[Region labeling entries]
==========
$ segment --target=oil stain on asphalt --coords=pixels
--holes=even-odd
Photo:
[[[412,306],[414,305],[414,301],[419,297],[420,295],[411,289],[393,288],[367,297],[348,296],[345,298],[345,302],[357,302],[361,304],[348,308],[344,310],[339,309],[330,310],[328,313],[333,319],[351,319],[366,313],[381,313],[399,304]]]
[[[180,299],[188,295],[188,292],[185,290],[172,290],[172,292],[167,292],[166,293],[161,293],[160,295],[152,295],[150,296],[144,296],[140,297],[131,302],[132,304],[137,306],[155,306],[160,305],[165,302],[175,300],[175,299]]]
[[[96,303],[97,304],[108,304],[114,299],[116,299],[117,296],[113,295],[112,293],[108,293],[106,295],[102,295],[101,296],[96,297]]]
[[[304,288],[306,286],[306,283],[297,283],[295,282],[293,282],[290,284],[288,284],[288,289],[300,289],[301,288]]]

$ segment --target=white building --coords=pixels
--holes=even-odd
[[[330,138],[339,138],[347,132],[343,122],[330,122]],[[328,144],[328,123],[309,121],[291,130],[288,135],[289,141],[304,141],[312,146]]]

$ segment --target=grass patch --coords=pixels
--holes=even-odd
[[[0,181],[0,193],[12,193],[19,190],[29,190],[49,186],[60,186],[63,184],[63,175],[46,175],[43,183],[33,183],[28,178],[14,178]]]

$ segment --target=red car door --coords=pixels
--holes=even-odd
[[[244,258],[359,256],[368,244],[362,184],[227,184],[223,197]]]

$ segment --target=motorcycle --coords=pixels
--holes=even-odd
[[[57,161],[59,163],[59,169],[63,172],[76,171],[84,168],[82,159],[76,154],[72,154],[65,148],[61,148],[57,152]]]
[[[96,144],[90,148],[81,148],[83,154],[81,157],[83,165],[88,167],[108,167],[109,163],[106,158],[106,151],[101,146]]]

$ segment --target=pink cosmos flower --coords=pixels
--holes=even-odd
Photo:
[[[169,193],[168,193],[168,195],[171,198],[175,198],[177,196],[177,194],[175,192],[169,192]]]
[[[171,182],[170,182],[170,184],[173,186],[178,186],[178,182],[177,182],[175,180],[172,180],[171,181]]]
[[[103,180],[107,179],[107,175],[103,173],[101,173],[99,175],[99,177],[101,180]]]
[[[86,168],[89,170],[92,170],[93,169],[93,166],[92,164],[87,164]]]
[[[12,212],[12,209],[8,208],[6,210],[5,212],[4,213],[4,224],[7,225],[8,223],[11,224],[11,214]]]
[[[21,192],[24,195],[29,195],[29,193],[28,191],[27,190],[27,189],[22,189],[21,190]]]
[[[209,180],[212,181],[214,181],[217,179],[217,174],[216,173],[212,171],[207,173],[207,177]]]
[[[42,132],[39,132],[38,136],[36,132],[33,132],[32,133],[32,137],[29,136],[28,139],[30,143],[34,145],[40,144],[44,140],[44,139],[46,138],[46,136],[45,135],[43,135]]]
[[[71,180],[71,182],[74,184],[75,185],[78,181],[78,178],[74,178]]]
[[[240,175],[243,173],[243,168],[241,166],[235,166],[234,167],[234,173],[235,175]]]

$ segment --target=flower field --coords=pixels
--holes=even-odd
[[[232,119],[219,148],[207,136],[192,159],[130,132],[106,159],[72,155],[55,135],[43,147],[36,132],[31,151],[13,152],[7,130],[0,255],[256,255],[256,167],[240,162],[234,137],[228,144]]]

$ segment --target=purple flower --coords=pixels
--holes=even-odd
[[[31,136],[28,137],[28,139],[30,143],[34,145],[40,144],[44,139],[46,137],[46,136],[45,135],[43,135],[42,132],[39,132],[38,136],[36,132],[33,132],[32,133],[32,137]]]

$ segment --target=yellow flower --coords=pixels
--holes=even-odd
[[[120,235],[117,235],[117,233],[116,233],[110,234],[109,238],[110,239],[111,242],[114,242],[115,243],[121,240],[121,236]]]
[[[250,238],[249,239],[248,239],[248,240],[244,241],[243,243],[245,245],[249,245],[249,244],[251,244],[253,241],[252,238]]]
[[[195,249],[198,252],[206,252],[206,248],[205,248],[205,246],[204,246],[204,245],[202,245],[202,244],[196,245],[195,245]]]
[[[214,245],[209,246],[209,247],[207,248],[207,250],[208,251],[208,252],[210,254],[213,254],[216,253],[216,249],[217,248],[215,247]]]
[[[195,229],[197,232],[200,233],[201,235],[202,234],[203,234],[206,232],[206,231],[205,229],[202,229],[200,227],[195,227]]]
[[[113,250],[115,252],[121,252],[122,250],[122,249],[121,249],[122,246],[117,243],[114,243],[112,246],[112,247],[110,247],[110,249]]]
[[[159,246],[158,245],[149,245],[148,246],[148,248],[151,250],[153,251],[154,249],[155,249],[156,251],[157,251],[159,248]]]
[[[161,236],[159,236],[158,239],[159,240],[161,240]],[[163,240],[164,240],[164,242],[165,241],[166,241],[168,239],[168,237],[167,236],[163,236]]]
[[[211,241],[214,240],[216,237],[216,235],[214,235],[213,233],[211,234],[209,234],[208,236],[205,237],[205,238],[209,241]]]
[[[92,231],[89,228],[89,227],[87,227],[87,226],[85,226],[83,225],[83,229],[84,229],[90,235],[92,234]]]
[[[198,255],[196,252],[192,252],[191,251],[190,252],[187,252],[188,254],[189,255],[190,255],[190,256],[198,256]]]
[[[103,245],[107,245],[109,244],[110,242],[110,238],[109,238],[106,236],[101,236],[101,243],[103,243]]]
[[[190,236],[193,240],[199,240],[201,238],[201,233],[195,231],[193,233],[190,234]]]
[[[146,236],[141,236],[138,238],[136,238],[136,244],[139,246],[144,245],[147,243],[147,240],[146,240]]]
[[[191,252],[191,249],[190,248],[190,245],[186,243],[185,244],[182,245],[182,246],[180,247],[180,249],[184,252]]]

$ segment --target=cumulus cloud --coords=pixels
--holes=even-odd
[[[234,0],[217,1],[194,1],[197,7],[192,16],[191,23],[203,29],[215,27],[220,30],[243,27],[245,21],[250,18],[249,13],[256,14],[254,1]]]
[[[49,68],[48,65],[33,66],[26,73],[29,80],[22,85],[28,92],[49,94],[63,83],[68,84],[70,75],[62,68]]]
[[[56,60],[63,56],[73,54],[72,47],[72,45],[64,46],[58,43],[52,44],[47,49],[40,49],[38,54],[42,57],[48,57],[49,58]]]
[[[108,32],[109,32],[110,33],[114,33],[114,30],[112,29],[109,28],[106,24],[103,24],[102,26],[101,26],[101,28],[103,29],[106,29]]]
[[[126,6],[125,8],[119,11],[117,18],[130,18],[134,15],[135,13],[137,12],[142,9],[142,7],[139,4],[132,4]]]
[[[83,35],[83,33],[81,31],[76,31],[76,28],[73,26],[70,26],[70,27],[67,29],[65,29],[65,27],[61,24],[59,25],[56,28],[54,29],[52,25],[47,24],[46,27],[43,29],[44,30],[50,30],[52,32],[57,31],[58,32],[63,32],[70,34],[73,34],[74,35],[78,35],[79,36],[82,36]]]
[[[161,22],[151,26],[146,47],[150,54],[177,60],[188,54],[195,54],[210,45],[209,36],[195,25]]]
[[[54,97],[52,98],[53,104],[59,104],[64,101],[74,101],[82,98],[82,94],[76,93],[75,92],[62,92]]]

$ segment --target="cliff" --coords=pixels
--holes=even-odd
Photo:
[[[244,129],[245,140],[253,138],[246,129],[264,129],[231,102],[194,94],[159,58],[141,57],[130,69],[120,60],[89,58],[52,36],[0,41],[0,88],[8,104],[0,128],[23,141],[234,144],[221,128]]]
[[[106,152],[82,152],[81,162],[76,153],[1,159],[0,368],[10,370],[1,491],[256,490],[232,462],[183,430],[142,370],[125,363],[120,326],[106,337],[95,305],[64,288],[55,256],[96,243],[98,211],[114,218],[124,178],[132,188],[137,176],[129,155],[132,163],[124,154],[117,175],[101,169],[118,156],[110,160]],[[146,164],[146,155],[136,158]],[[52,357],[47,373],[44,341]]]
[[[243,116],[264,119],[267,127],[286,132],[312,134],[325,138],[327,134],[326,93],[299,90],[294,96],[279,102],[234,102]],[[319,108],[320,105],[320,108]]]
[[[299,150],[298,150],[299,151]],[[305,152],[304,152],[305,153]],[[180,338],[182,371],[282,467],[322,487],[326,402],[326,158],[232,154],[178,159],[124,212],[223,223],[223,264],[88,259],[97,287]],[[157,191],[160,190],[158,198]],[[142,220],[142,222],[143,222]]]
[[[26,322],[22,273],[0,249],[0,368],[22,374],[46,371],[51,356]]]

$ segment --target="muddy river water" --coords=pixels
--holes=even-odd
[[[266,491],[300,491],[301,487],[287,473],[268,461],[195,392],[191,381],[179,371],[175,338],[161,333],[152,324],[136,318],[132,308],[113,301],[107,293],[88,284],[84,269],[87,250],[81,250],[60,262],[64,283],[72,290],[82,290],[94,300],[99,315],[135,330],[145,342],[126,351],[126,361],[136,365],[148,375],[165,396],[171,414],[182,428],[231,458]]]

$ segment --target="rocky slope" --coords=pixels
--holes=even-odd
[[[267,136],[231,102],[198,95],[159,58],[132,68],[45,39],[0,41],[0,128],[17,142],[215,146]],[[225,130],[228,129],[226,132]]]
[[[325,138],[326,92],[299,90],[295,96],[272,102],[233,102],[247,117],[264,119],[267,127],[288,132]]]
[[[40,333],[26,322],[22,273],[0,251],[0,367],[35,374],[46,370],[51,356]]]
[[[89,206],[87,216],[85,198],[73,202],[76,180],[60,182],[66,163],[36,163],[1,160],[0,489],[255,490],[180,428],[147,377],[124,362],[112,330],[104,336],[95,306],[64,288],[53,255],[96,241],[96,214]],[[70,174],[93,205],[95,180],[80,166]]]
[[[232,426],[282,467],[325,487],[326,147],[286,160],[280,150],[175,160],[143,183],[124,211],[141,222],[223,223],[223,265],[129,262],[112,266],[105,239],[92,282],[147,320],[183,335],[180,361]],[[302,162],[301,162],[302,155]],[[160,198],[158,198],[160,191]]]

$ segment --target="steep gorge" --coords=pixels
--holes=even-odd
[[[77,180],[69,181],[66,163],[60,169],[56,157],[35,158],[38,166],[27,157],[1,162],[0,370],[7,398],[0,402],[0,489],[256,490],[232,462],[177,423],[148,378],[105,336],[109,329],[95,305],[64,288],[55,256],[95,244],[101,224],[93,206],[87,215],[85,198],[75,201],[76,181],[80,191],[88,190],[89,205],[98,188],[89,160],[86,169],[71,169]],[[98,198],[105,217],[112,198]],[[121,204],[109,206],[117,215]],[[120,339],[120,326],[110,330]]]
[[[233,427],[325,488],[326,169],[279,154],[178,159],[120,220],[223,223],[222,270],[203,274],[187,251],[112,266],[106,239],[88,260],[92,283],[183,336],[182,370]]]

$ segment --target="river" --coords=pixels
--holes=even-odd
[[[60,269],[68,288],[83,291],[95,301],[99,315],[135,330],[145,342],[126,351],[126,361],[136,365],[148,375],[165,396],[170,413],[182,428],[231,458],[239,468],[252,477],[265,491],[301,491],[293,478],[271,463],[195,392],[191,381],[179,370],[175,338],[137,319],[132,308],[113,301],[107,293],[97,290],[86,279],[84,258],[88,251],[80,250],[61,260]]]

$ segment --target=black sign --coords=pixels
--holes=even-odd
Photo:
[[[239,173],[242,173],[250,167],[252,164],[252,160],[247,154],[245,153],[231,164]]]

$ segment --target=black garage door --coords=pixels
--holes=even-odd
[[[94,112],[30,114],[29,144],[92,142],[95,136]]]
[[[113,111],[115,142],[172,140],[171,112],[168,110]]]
==========
_YOUR TASK_. Pick out each line in the records above that contains the string "flower" and copy those lines in full.

_FULL ANSWER_.
$ segment --target=pink cosmos flower --coords=pixels
$ segment --target=flower field --coords=pixels
$ segment --target=purple flower --coords=pixels
$ segment --target=yellow flower --coords=pixels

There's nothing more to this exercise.